### Exercise description
Write out the material again from the line with "the tree line" through its final line, keeping every line in order, and shift each coordinate in the point answers by −20.

### Data lines
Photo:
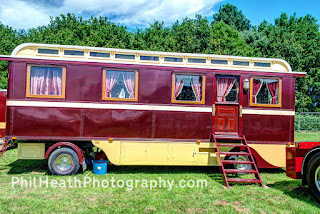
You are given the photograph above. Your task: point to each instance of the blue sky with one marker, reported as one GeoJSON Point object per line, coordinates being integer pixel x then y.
{"type": "Point", "coordinates": [24, 14]}
{"type": "Point", "coordinates": [258, 10]}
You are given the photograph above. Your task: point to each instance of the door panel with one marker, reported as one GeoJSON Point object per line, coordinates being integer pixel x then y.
{"type": "Point", "coordinates": [226, 119]}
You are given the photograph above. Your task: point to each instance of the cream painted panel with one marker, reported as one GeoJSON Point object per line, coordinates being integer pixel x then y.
{"type": "Point", "coordinates": [157, 152]}
{"type": "Point", "coordinates": [274, 154]}
{"type": "Point", "coordinates": [184, 152]}
{"type": "Point", "coordinates": [134, 152]}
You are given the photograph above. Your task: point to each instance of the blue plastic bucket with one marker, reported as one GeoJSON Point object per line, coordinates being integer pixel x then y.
{"type": "Point", "coordinates": [100, 167]}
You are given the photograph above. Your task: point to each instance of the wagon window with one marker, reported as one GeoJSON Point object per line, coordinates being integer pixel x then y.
{"type": "Point", "coordinates": [45, 82]}
{"type": "Point", "coordinates": [188, 88]}
{"type": "Point", "coordinates": [227, 89]}
{"type": "Point", "coordinates": [120, 85]}
{"type": "Point", "coordinates": [265, 92]}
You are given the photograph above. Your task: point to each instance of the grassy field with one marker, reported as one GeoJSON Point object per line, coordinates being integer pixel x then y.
{"type": "Point", "coordinates": [282, 195]}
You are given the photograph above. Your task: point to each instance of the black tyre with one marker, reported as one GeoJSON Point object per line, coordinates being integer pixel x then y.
{"type": "Point", "coordinates": [313, 176]}
{"type": "Point", "coordinates": [240, 166]}
{"type": "Point", "coordinates": [63, 161]}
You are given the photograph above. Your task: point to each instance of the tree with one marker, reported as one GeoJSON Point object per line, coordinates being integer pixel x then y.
{"type": "Point", "coordinates": [9, 40]}
{"type": "Point", "coordinates": [229, 14]}
{"type": "Point", "coordinates": [297, 40]}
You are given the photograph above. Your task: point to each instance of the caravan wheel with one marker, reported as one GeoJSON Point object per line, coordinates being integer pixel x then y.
{"type": "Point", "coordinates": [313, 176]}
{"type": "Point", "coordinates": [63, 161]}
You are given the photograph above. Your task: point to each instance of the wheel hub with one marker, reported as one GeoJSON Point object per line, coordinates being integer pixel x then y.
{"type": "Point", "coordinates": [317, 178]}
{"type": "Point", "coordinates": [64, 162]}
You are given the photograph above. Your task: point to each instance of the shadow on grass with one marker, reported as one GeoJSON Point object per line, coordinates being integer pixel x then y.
{"type": "Point", "coordinates": [162, 169]}
{"type": "Point", "coordinates": [28, 166]}
{"type": "Point", "coordinates": [295, 190]}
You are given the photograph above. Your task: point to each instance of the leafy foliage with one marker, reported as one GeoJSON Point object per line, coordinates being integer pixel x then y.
{"type": "Point", "coordinates": [294, 39]}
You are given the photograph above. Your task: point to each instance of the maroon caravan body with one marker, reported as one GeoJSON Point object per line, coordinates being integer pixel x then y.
{"type": "Point", "coordinates": [144, 107]}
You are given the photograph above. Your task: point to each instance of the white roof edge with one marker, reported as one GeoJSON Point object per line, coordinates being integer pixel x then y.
{"type": "Point", "coordinates": [19, 47]}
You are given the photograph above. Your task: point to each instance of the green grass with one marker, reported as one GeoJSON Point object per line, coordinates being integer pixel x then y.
{"type": "Point", "coordinates": [283, 195]}
{"type": "Point", "coordinates": [306, 136]}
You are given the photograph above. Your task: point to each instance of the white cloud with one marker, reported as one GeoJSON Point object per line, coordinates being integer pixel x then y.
{"type": "Point", "coordinates": [30, 13]}
{"type": "Point", "coordinates": [21, 15]}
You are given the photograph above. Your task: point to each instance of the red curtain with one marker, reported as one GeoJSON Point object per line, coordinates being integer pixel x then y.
{"type": "Point", "coordinates": [273, 87]}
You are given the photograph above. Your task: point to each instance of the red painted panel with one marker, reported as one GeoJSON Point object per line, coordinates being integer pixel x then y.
{"type": "Point", "coordinates": [3, 97]}
{"type": "Point", "coordinates": [299, 161]}
{"type": "Point", "coordinates": [155, 86]}
{"type": "Point", "coordinates": [182, 125]}
{"type": "Point", "coordinates": [266, 127]}
{"type": "Point", "coordinates": [291, 163]}
{"type": "Point", "coordinates": [117, 123]}
{"type": "Point", "coordinates": [18, 83]}
{"type": "Point", "coordinates": [226, 118]}
{"type": "Point", "coordinates": [308, 145]}
{"type": "Point", "coordinates": [220, 124]}
{"type": "Point", "coordinates": [84, 83]}
{"type": "Point", "coordinates": [2, 133]}
{"type": "Point", "coordinates": [37, 121]}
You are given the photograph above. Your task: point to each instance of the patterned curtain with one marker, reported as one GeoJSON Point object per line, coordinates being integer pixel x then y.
{"type": "Point", "coordinates": [111, 79]}
{"type": "Point", "coordinates": [178, 87]}
{"type": "Point", "coordinates": [45, 81]}
{"type": "Point", "coordinates": [196, 87]}
{"type": "Point", "coordinates": [257, 84]}
{"type": "Point", "coordinates": [224, 86]}
{"type": "Point", "coordinates": [273, 87]}
{"type": "Point", "coordinates": [129, 82]}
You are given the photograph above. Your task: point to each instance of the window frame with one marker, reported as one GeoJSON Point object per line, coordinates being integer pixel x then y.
{"type": "Point", "coordinates": [63, 92]}
{"type": "Point", "coordinates": [104, 71]}
{"type": "Point", "coordinates": [263, 104]}
{"type": "Point", "coordinates": [188, 102]}
{"type": "Point", "coordinates": [237, 78]}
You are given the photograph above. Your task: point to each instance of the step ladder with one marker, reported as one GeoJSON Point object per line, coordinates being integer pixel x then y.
{"type": "Point", "coordinates": [242, 149]}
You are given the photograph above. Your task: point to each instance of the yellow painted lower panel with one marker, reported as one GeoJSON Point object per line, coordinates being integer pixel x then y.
{"type": "Point", "coordinates": [178, 154]}
{"type": "Point", "coordinates": [272, 153]}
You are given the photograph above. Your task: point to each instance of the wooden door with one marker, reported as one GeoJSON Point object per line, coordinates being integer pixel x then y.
{"type": "Point", "coordinates": [227, 119]}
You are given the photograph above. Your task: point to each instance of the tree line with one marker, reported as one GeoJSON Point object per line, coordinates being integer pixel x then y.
{"type": "Point", "coordinates": [294, 39]}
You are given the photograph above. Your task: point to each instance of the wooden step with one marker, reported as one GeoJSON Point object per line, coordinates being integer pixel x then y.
{"type": "Point", "coordinates": [236, 162]}
{"type": "Point", "coordinates": [240, 171]}
{"type": "Point", "coordinates": [229, 137]}
{"type": "Point", "coordinates": [231, 145]}
{"type": "Point", "coordinates": [242, 180]}
{"type": "Point", "coordinates": [235, 153]}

### Task answer
You are given the photograph above. Your task: point to each instance of the tree line with one marker, reported as one GeoJSON Point object per line, coordinates being integer pixel x then y.
{"type": "Point", "coordinates": [274, 19]}
You are given the photograph above. Your task: point to each instance of the wooden step with one marker, reported as one GeoJSON Point object per line, coordinates being integer pixel x then y.
{"type": "Point", "coordinates": [216, 142]}
{"type": "Point", "coordinates": [220, 151]}
{"type": "Point", "coordinates": [209, 117]}
{"type": "Point", "coordinates": [211, 125]}
{"type": "Point", "coordinates": [222, 160]}
{"type": "Point", "coordinates": [215, 133]}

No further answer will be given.